— begin Article —

# Remote Options...



## apco25 (Oct 2, 2005)

I find myself needing another UHF remote. It that the best way to go? How much does it cost? Are there other options?

Thanks,
Apco25


----------



## Ron Barry (Dec 10, 2002)

I would suggest given EBAY a look. I now some folks have gotten additional Remote 2's that way.


----------



## apco25 (Oct 2, 2005)

Ron Barry said:


> I would suggest given EBAY a look. I now some folks have gotten additional Remote 2's that way.


Can I get them via Dish anyway?


----------



## nneptune (Mar 30, 2006)

apco25 said:


> Can I get them via Dish anyway?


I'm sure you can just call DISH and ask for one.
May be better to find one on ebay or call a local retailer who may give you a deal.
My installer snuck one out of his truck, and I just paid him cash for it.

— end Article —
— begin Data provided —

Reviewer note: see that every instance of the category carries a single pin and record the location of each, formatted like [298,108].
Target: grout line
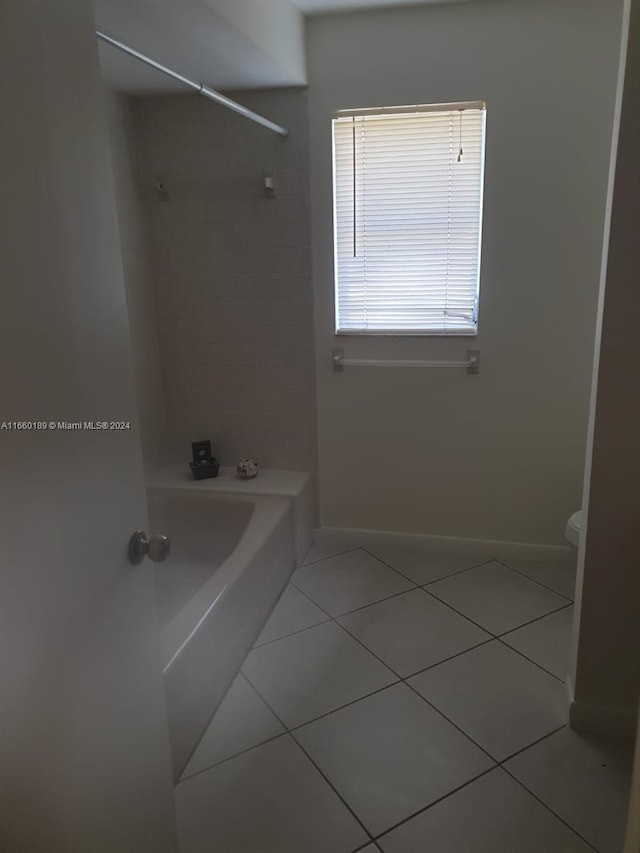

— end Data provided —

▶ **Exercise objective**
Continue the forum thread about getting another UHF remote from where it stops.

▶ **Result of the exercise**
He said he'd just tell DISH that it went missing from his inventory.(ssshhhhh!):grin:


----------



## CABill (Mar 20, 2005)

apco25 said:


> Can I get them via Dish anyway?


http://www.dishnetwork.com/content/products/accessories/index.shtml lists a number to call, but you end up in the regular phone tree with no choice of "buy a remote". You're welcome to try if you want - it would be educational if nothing else. There is also a link to find a retailer that could likely help you quicker (and probably for less). If you know what to ask DISH for, they can sell you a 6.2 replacement for $49 plus $14.95 shipping. Likely sales tax, but every area is different.

http://search.ebay.com/search/search.dll?from=R40&satitle=UHF+Pro+6.2
lists MANY for $2.99 plus $6.99 shipping, but it isn't brand new. The RemoteWorld"somenumber" store that sells them drops to $3.99 shipping on additional remotes 6.2 remotes.

http://www.satelliteone.com/dish/store/remotes.html lists 6.2 and 6.3 remotes for $20 - dunno what shipping is to you, but I did buy my first receiver from the guy over 8 years ago.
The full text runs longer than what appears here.